Provide the records once more, identical to the original.

INPUT DATA: Begin

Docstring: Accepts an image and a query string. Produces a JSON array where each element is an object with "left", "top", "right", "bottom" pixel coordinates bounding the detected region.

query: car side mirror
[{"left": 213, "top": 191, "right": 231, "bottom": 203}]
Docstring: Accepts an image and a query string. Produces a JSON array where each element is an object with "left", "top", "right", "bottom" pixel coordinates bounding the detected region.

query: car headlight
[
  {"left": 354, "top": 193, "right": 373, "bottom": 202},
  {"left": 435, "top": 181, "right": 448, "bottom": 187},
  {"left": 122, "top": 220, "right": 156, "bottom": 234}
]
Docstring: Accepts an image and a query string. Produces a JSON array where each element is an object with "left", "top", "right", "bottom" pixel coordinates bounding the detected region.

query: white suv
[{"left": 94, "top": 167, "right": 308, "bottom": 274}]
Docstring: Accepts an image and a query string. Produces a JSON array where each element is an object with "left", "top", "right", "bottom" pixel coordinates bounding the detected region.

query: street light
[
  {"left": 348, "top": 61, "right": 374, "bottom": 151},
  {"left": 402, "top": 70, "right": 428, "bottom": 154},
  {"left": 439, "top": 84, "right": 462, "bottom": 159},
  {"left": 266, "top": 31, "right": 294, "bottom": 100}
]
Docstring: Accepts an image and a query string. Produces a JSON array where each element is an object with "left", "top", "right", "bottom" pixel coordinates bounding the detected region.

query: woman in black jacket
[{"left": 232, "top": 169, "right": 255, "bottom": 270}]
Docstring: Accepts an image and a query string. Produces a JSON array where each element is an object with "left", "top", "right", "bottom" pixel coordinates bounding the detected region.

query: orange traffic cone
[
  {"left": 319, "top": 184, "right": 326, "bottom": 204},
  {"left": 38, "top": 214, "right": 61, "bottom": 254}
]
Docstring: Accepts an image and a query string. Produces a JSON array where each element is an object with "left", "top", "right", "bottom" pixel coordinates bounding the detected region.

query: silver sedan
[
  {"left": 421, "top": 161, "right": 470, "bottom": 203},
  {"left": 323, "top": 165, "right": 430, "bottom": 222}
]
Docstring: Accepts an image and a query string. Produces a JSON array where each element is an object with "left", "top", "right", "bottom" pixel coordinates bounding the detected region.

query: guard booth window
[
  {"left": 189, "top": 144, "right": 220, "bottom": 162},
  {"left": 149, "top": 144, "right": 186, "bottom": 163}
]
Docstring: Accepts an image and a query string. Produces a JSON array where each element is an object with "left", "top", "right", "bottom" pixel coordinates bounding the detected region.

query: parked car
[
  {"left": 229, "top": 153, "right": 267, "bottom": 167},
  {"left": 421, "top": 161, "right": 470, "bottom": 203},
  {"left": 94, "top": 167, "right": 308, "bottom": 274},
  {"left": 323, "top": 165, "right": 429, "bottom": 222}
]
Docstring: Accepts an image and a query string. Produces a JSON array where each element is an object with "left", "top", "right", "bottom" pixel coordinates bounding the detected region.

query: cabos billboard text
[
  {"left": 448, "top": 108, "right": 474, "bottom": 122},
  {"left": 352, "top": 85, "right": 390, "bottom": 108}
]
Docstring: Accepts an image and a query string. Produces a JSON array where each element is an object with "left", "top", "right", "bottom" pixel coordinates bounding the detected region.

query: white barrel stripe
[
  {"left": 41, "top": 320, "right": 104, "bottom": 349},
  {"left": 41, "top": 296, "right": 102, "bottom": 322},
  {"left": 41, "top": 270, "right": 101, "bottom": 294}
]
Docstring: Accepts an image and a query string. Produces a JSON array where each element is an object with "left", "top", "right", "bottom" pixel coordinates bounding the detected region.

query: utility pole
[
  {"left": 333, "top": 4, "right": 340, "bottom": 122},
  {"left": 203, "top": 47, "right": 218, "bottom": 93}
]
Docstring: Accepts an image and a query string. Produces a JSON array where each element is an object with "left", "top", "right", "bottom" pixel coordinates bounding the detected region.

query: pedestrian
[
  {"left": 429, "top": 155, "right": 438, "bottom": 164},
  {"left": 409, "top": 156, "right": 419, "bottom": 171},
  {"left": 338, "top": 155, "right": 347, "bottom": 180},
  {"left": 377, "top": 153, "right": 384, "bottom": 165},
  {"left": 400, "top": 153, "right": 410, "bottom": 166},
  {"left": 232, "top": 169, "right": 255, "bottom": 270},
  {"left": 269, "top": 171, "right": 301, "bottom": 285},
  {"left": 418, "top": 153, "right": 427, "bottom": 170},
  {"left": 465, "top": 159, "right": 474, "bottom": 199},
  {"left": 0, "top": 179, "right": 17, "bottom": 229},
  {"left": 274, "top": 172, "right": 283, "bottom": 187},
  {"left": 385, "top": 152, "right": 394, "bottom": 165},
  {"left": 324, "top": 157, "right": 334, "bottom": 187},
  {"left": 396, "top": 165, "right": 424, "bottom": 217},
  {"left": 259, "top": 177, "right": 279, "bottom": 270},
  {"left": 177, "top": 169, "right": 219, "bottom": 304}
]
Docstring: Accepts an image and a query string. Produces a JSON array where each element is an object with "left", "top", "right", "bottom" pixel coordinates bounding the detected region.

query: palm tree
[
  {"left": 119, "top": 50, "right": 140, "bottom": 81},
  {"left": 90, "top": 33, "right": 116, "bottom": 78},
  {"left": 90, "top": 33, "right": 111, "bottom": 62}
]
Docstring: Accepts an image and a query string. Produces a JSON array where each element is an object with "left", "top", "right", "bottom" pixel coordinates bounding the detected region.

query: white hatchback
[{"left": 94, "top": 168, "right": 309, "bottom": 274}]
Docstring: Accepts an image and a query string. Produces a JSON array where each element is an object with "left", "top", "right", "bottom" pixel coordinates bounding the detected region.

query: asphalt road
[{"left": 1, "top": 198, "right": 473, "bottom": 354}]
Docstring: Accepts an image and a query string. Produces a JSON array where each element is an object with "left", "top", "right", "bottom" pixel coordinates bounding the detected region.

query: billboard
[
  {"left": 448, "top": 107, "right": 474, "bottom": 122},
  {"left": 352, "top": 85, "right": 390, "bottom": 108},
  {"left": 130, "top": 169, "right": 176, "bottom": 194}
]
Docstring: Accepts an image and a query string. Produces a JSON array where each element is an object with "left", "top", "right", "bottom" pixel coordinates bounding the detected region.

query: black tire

INPUT DATA: End

◆ SOLUTION TO THIS PROBLEM ◆
Docstring: Accepts an image and a query string. Produces a JSON array where each element is an object with "left", "top", "right", "bottom" pixel coordinates bounding the detected region.

query: car side mirror
[{"left": 213, "top": 191, "right": 231, "bottom": 203}]
Docstring: Accepts an image and a query string. Produces a JSON array where each element is an object with "left", "top", "right", "bottom" pixel coordinates bounding the detected region.

query: car headlight
[
  {"left": 354, "top": 193, "right": 373, "bottom": 202},
  {"left": 435, "top": 181, "right": 448, "bottom": 187},
  {"left": 122, "top": 220, "right": 156, "bottom": 234}
]
Docstring: Accepts an image and a query string. Produces a JSON array where each element is an object with "left", "top", "right", "bottom" pixel coordinates bounding the detected region.

query: white suv
[{"left": 94, "top": 167, "right": 308, "bottom": 274}]
Docstring: Accepts an image and a query string. Produces a JSON array where each element is an object with "left", "top", "right", "bottom" pixel coordinates bounding the detected region.

query: street light
[
  {"left": 348, "top": 61, "right": 374, "bottom": 151},
  {"left": 402, "top": 70, "right": 428, "bottom": 154},
  {"left": 439, "top": 84, "right": 462, "bottom": 159},
  {"left": 266, "top": 31, "right": 294, "bottom": 100}
]
Docstring: Accepts an image and a query string. Produces a JSON array where each element is an object with "left", "top", "right", "bottom" pixel coordinates bounding the detected region.

query: woman in black jacket
[{"left": 232, "top": 169, "right": 255, "bottom": 270}]
Docstring: Accepts an image and a query string. Produces a JSON array where each element is an object with "left", "top", "right", "bottom" pixel coordinates bounding the detected region.

query: orange traffic cone
[
  {"left": 319, "top": 184, "right": 326, "bottom": 204},
  {"left": 38, "top": 214, "right": 61, "bottom": 254}
]
Docstring: Accepts an image and a query string. Produces a JSON array where each element is an object with "left", "top", "right", "bottom" pixel coordinates bounding the detected region.

query: silver sedan
[
  {"left": 421, "top": 161, "right": 470, "bottom": 203},
  {"left": 323, "top": 165, "right": 430, "bottom": 222}
]
Docstring: Accepts an image and a query string. Produces a JSON array where each element is an object with "left", "top", "right", "bottom" pixel coordinates bounding the detected region.

query: guard booth window
[
  {"left": 189, "top": 144, "right": 220, "bottom": 162},
  {"left": 149, "top": 144, "right": 186, "bottom": 163}
]
Docstring: Accepts an image and a query string. Produces a JSON array where each element is an object with "left", "top", "right", "bottom" pixel coordinates bounding the detected region.

query: parked car
[
  {"left": 229, "top": 153, "right": 267, "bottom": 167},
  {"left": 421, "top": 161, "right": 470, "bottom": 203},
  {"left": 94, "top": 167, "right": 308, "bottom": 274},
  {"left": 323, "top": 165, "right": 429, "bottom": 222}
]
Docstring: Accepts an image and a query string. Produces a JSON array where each element is an object with "left", "top", "right", "bottom" pixel coordinates bounding the detected region.

query: cabos billboard text
[
  {"left": 448, "top": 108, "right": 474, "bottom": 122},
  {"left": 352, "top": 85, "right": 390, "bottom": 108}
]
Docstring: Accepts an image and a query string. Produces a JSON array where each element is an object with "left", "top", "right", "bottom" pixel coordinates bounding the detected region.

query: white barrel stripe
[
  {"left": 41, "top": 320, "right": 104, "bottom": 349},
  {"left": 41, "top": 296, "right": 102, "bottom": 322},
  {"left": 41, "top": 270, "right": 101, "bottom": 294}
]
Docstring: Accepts an image and a query string. Produces a JSON array where each element is an object with "left", "top", "right", "bottom" pixel coordinates bounding the detected region.

query: utility pole
[
  {"left": 333, "top": 4, "right": 340, "bottom": 122},
  {"left": 203, "top": 47, "right": 218, "bottom": 93}
]
Docstring: Accepts an image and a query string. Produces a JSON array where each element is an object with "left", "top", "right", "bottom" pixel coordinates bounding the detected region.

query: pedestrian
[
  {"left": 429, "top": 155, "right": 438, "bottom": 164},
  {"left": 409, "top": 156, "right": 419, "bottom": 171},
  {"left": 338, "top": 155, "right": 347, "bottom": 180},
  {"left": 377, "top": 153, "right": 384, "bottom": 165},
  {"left": 400, "top": 153, "right": 410, "bottom": 166},
  {"left": 232, "top": 169, "right": 255, "bottom": 270},
  {"left": 269, "top": 171, "right": 301, "bottom": 285},
  {"left": 418, "top": 153, "right": 427, "bottom": 170},
  {"left": 465, "top": 159, "right": 474, "bottom": 199},
  {"left": 0, "top": 179, "right": 17, "bottom": 229},
  {"left": 274, "top": 172, "right": 283, "bottom": 187},
  {"left": 385, "top": 152, "right": 394, "bottom": 165},
  {"left": 324, "top": 157, "right": 334, "bottom": 187},
  {"left": 396, "top": 165, "right": 424, "bottom": 217},
  {"left": 259, "top": 177, "right": 279, "bottom": 270},
  {"left": 177, "top": 169, "right": 219, "bottom": 304}
]
Docstring: Accepts an image and a query string. Produces a JSON array where each element is an object with "left", "top", "right", "bottom" pixel coordinates bounding the detected region.

query: palm tree
[
  {"left": 119, "top": 50, "right": 140, "bottom": 81},
  {"left": 90, "top": 33, "right": 116, "bottom": 78},
  {"left": 90, "top": 33, "right": 111, "bottom": 62}
]
Docstring: Accepts an image and a query string. Produces a JSON array where each element is an object with "left", "top", "right", "bottom" pixel coordinates bounding the detected region.

query: white hatchback
[{"left": 94, "top": 168, "right": 309, "bottom": 274}]
Docstring: Accepts an image and a query string. Produces a JSON array where each element is an object with "left", "top", "right", "bottom" pixel coordinates bounding the detected region.

query: asphalt road
[{"left": 1, "top": 198, "right": 473, "bottom": 354}]
Docstring: Accepts an image and a query string. Produces a JSON array where each element is an object with "left", "top", "right", "bottom" pixel coordinates bounding the detected region.

query: billboard
[
  {"left": 448, "top": 107, "right": 474, "bottom": 122},
  {"left": 352, "top": 85, "right": 390, "bottom": 108},
  {"left": 130, "top": 169, "right": 176, "bottom": 194}
]
Docstring: Accepts an image and a query string. Produces a JSON array where each element is an object with "left", "top", "right", "bottom" pixel coordinates bounding the detected region.

query: black tire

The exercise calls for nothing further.